--- START ---
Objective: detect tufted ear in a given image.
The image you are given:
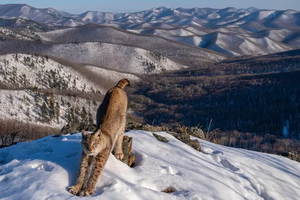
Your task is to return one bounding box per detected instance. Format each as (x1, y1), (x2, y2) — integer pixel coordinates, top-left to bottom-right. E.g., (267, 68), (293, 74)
(94, 130), (102, 137)
(82, 130), (88, 138)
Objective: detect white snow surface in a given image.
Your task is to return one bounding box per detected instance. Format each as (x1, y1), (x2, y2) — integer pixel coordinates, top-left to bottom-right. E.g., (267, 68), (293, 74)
(0, 54), (139, 92)
(0, 131), (299, 200)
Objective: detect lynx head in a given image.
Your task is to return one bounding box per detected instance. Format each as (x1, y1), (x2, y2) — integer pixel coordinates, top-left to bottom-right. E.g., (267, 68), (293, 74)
(81, 130), (102, 156)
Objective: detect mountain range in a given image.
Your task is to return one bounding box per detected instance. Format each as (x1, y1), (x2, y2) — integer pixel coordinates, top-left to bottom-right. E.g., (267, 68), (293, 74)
(0, 4), (298, 30)
(1, 4), (300, 57)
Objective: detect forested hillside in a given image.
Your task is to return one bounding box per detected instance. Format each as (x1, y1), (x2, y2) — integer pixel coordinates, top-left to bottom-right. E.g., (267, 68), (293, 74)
(129, 52), (300, 139)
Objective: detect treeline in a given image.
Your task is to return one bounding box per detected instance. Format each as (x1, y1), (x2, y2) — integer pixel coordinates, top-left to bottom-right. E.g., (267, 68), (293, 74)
(0, 119), (59, 147)
(129, 56), (300, 140)
(211, 130), (300, 154)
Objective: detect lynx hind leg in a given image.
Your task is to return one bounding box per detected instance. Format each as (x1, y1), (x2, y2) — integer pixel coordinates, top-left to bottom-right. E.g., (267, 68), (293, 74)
(113, 127), (124, 160)
(80, 148), (110, 196)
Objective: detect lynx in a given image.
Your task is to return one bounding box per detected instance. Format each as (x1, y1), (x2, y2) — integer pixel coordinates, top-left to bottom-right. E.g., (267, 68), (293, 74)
(68, 79), (130, 196)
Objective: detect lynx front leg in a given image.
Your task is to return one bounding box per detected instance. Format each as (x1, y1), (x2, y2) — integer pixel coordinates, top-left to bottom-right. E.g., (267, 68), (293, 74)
(68, 152), (91, 196)
(80, 148), (110, 197)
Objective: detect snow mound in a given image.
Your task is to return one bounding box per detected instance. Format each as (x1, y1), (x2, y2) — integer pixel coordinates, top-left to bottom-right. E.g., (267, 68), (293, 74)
(0, 131), (299, 200)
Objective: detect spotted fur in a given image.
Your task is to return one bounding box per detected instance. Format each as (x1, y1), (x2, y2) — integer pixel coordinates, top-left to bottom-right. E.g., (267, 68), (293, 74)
(68, 78), (129, 196)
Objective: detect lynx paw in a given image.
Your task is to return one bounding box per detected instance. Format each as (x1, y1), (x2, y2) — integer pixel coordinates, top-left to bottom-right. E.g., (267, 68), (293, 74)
(79, 189), (95, 197)
(114, 152), (124, 160)
(68, 186), (81, 196)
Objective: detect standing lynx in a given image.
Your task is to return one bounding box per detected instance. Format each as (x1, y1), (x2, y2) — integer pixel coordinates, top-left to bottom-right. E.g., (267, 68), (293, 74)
(68, 78), (130, 196)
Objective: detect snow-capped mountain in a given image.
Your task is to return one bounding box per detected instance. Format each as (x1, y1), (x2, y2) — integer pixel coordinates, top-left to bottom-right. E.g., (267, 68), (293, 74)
(0, 130), (299, 199)
(1, 4), (299, 30)
(0, 25), (225, 67)
(1, 4), (300, 57)
(0, 4), (78, 26)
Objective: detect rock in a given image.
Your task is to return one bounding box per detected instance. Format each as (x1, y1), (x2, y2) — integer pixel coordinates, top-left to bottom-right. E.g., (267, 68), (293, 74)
(142, 124), (164, 132)
(186, 140), (202, 151)
(126, 120), (169, 132)
(54, 122), (96, 137)
(126, 120), (144, 131)
(118, 136), (135, 167)
(288, 151), (300, 162)
(176, 126), (205, 140)
(188, 127), (205, 140)
(85, 124), (97, 132)
(162, 188), (175, 193)
(153, 133), (169, 143)
(168, 132), (201, 152)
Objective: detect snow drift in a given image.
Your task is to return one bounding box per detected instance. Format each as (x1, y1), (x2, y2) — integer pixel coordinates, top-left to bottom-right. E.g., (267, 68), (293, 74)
(0, 131), (299, 200)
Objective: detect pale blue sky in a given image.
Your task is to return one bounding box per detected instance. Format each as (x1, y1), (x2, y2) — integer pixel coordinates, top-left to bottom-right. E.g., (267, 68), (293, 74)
(1, 0), (299, 13)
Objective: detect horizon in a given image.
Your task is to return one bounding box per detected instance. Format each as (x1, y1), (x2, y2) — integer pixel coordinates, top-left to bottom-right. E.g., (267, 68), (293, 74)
(0, 1), (299, 14)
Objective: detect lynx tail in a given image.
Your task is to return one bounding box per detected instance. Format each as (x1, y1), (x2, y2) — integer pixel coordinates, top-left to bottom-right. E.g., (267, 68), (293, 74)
(116, 78), (130, 89)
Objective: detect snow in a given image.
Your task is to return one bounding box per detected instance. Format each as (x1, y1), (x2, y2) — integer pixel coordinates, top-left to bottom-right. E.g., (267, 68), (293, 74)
(0, 131), (299, 200)
(185, 27), (208, 35)
(257, 10), (276, 20)
(81, 12), (96, 22)
(0, 27), (33, 41)
(0, 54), (141, 128)
(84, 65), (140, 82)
(0, 54), (102, 93)
(31, 42), (184, 74)
(207, 13), (220, 19)
(153, 28), (194, 37)
(0, 89), (99, 128)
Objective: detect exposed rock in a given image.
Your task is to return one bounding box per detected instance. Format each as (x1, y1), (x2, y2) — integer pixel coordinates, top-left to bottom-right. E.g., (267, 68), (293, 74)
(188, 127), (205, 140)
(187, 140), (202, 151)
(126, 120), (144, 131)
(175, 126), (205, 140)
(168, 132), (201, 152)
(152, 133), (169, 143)
(118, 136), (135, 167)
(126, 120), (169, 132)
(162, 188), (175, 193)
(53, 122), (96, 137)
(288, 151), (300, 162)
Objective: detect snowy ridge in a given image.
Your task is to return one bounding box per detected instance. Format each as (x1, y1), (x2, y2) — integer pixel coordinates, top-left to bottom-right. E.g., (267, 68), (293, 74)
(0, 4), (299, 31)
(0, 131), (299, 199)
(0, 54), (140, 127)
(45, 42), (185, 74)
(0, 54), (104, 93)
(0, 27), (34, 40)
(0, 89), (97, 128)
(1, 4), (300, 57)
(34, 26), (226, 65)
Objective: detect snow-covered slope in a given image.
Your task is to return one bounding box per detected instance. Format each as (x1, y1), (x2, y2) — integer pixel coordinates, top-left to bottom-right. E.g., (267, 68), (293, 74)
(36, 42), (185, 74)
(198, 32), (294, 56)
(0, 17), (54, 31)
(2, 26), (225, 67)
(0, 53), (140, 127)
(0, 4), (80, 26)
(0, 27), (36, 40)
(0, 131), (299, 200)
(1, 4), (299, 31)
(1, 4), (300, 57)
(0, 43), (185, 74)
(0, 53), (139, 93)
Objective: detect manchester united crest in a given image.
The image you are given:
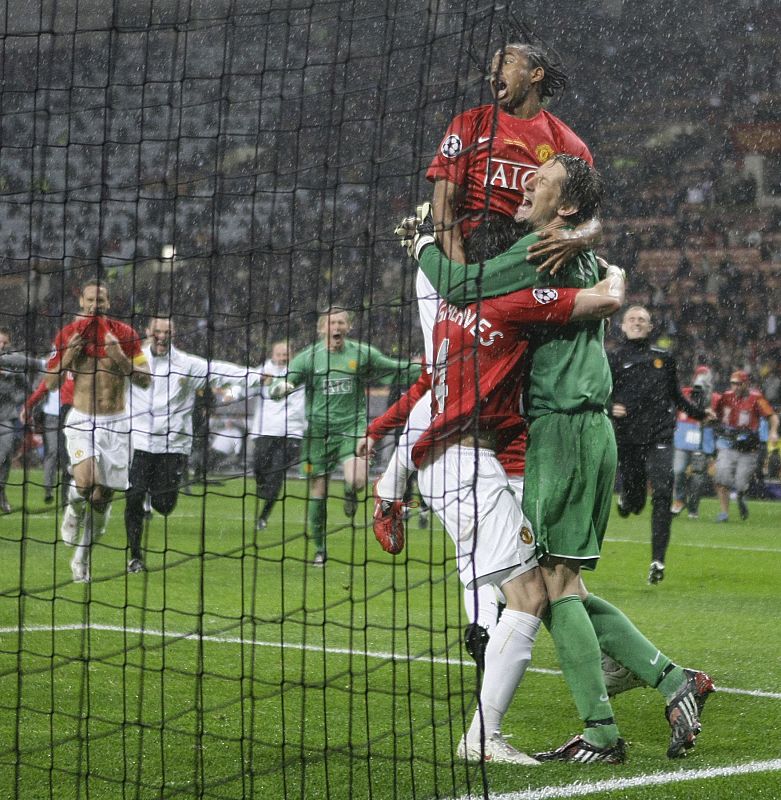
--- END ---
# What needs to be done:
Your task is to reproduce exactly the lines from the start of the data above through the line containing "Objective: detect lynx hind", leaving every picture out.

# Answer to this task:
Objective: detect tufted ear in a given image.
The image you are given:
Your task is to return one bounding box per detected instance. Format each as (x1, y1), (x2, y2) — integer pixel coordinates, top-left to bottom-right. E.g., (267, 68), (293, 74)
(94, 130), (102, 137)
(82, 130), (88, 138)
Objective: detect white snow surface in a given image.
Your task is to return one bounding box per detected instance. Format each as (x1, y1), (x2, y2) — integer pixel coordinates, top-left to bottom-right. E.g., (267, 68), (293, 74)
(0, 54), (139, 92)
(0, 131), (299, 200)
Objective: detect lynx head in a given image.
Your task is to return one bounding box per detected instance. Format each as (x1, y1), (x2, y2) — integer pixel coordinates, top-left to bottom-right. E.g., (267, 68), (293, 74)
(81, 130), (102, 156)
Objective: detect mountain range in a given image.
Your task is to return one bounding box per detected instance. Format each as (x1, y1), (x2, y2) — integer pixel coordinates, top-left to bottom-right. E.g., (267, 68), (293, 74)
(0, 4), (298, 30)
(1, 4), (300, 57)
Objective: detect forested hillside in a given image.
Your task is to return one bounding box per detected instance. Format each as (x1, y1), (x2, y2) — integer pixel coordinates, top-left to bottom-right. E.g., (267, 68), (293, 74)
(129, 52), (300, 139)
Objective: detect treeline in a given image.
Your task is to return one bounding box per detected instance. Format each as (x1, y1), (x2, y2) — integer pixel coordinates, top-left to bottom-right. E.g., (267, 68), (293, 74)
(0, 119), (59, 147)
(129, 56), (300, 140)
(211, 130), (300, 154)
Objective: detect lynx hind leg in a given image.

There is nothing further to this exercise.